▶ _Text extract_
>> BEGIN

# Outstanding Dead Cat Bounce Alerts!



## brerwallabi (8 December 2007)

We have a outstanding breakout alert thread so why not a dead cat bounce alert thread. 
Anyone keen to trade CCP?


----------



## J.C. (11 December 2007)

*Re: OUTSTANDING DEAD CAT BOUNCE alerts*

Anyone? I'd love to jump on this one if i thought there was a good chance of a bounce back


----------



## Sean K (11 December 2007)

*Re: OUTSTANDING DEAD CAT BOUNCE alerts*



J.C. said:


> Anyone? I'd love to jump on this one if i thought there was a good chance of a bounce back



Looks like that cat is dead. 

Dead cats are opportunites to buy on the initial knee jerk reaction to bad news. But the cat is dead and will then continue down. 

Takes some experience to judge these IMO, and then to trade them.

I suppose there can be longer stretched out dead cats, but it's not what I would be looking for as an investment.

Perhaps the example above may be a 'recovery' story?


----------



## J.C. (11 December 2007)

*Re: OUTSTANDING DEAD CAT BOUNCE alerts*

Thanks mate, appreciate the well thought out advice!


----------



## explod (11 December 2007)

*Re: OUTSTANDING DEAD CAT BOUNCE alerts*



J.C. said:


> Anyone? I'd love to jump on this one if i thought there was a good chance of a bounce back




Welcome to try.  I have been there and done that but was very lucky that some second sense kicked in.   

First experience Aristocrat, some three or four years ago, at about $1.60 to 1.70 Rivkin said the buy of the century.  No muckin about bought $20,000 worth (that I probably could not afford to lose at that time.)  they dropped and they dropped.  By this time had gone quiet not game to tell the missus.  They hit .90 cents, saw some buying overtake sellers, on instinct brought another $20,000 s worth.  They hit $1.20, near enough to my money back so sold the lot.   So scared I could think of nothing else.  Of course since they have gone up and up and up.   Without checking they are probably around $12 or $13 dollars now, too disgusted to ever look at them again and never will.   Good lesson one with cat bounce.

Second,  Ballarat Gold, chart below,was in the bounce at $1.50, 0ut at 1.30,   Sureley must be in for the bounce at 50 cents so in again, watched them drop to .29 cents in disbelief, but this time with some calm doubled my holding and managed to salvage something at 40 cents.  So have a go if you have the nerve.  I only follow positive trends with my own back up fundamental study these days .   How I did not lose my shirt I will never know,....


----------



## J.C. (11 December 2007)

*Re: OUTSTANDING DEAD CAT BOUNCE alerts*

Wow... now you made me really nervous... I think I'll stick to the less risk but with less potential gains for the moment... As i'm only very new to this! 

thanks again
Justin


----------



## prawn_86 (11 December 2007)

*Re: OUTSTANDING DEAD CAT BOUNCE alerts*

Welcome to ASF Justin 

If your a new user check out the beginners lounge for heaps of useful info.

>> END

[Data drawn from a collection]
>> BEGIN

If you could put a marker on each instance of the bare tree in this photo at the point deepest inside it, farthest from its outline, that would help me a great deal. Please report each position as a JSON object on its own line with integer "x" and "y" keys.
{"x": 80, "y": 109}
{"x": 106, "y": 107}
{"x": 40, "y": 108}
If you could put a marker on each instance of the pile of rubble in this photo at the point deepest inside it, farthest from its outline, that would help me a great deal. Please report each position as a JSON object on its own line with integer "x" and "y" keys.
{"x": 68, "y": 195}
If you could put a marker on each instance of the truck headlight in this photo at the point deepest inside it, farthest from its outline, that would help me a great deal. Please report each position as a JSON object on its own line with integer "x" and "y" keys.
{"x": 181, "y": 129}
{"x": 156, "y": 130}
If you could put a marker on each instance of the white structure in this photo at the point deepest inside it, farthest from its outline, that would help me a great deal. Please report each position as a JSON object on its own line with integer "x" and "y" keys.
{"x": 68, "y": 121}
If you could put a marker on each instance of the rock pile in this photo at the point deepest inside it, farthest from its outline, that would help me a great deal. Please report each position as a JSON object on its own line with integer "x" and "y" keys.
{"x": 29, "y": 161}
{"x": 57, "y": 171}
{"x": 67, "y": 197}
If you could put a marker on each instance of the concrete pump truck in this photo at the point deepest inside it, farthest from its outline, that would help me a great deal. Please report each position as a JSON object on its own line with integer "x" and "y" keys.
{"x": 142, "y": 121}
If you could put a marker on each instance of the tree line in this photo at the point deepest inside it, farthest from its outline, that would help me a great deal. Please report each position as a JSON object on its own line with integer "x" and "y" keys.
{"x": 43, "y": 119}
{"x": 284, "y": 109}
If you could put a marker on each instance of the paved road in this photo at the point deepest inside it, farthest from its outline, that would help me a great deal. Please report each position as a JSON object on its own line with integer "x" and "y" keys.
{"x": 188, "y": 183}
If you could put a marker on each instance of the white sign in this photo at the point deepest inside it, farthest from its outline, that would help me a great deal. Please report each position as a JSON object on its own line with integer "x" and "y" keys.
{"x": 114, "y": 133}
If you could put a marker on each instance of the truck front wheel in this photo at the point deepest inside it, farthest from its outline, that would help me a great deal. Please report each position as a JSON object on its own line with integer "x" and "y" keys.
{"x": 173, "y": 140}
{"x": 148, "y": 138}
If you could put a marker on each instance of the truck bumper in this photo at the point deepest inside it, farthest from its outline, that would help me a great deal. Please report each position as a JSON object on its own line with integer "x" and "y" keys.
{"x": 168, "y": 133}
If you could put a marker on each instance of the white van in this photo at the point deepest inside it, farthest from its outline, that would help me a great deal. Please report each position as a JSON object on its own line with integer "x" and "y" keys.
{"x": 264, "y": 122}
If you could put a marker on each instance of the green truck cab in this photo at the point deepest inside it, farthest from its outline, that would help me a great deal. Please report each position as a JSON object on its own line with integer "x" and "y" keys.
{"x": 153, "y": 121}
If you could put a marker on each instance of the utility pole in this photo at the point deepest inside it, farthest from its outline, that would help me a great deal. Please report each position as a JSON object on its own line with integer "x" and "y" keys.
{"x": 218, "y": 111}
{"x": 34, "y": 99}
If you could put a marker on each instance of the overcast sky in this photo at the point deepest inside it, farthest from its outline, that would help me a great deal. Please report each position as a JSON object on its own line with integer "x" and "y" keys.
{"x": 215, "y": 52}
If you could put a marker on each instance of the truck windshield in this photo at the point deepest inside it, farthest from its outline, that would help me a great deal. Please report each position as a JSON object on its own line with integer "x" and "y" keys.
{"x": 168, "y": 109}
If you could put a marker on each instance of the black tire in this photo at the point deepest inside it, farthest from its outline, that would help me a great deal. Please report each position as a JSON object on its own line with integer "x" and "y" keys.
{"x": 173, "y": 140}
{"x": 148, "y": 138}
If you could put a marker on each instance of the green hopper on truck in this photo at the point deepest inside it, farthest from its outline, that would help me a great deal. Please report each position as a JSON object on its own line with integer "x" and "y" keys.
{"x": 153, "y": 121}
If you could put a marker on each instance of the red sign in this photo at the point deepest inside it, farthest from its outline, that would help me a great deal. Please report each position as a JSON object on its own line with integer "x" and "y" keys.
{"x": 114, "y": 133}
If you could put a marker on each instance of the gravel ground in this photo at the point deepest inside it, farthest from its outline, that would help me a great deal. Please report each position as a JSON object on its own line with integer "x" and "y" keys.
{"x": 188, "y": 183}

>> END

▶ _Task instructions_
Give again, word for word, the passage of the forum thread on dead cat bounce alerts starting with "## Sean K (11" and going on through "cat is dead.". The data plays no part in what comes next.

▶ _Correct response_
## Sean K (11 December 2007)

*Re: OUTSTANDING DEAD CAT BOUNCE alerts*



J.C. said:


> Anyone? I'd love to jump on this one if i thought there was a good chance of a bounce back



Looks like that cat is dead.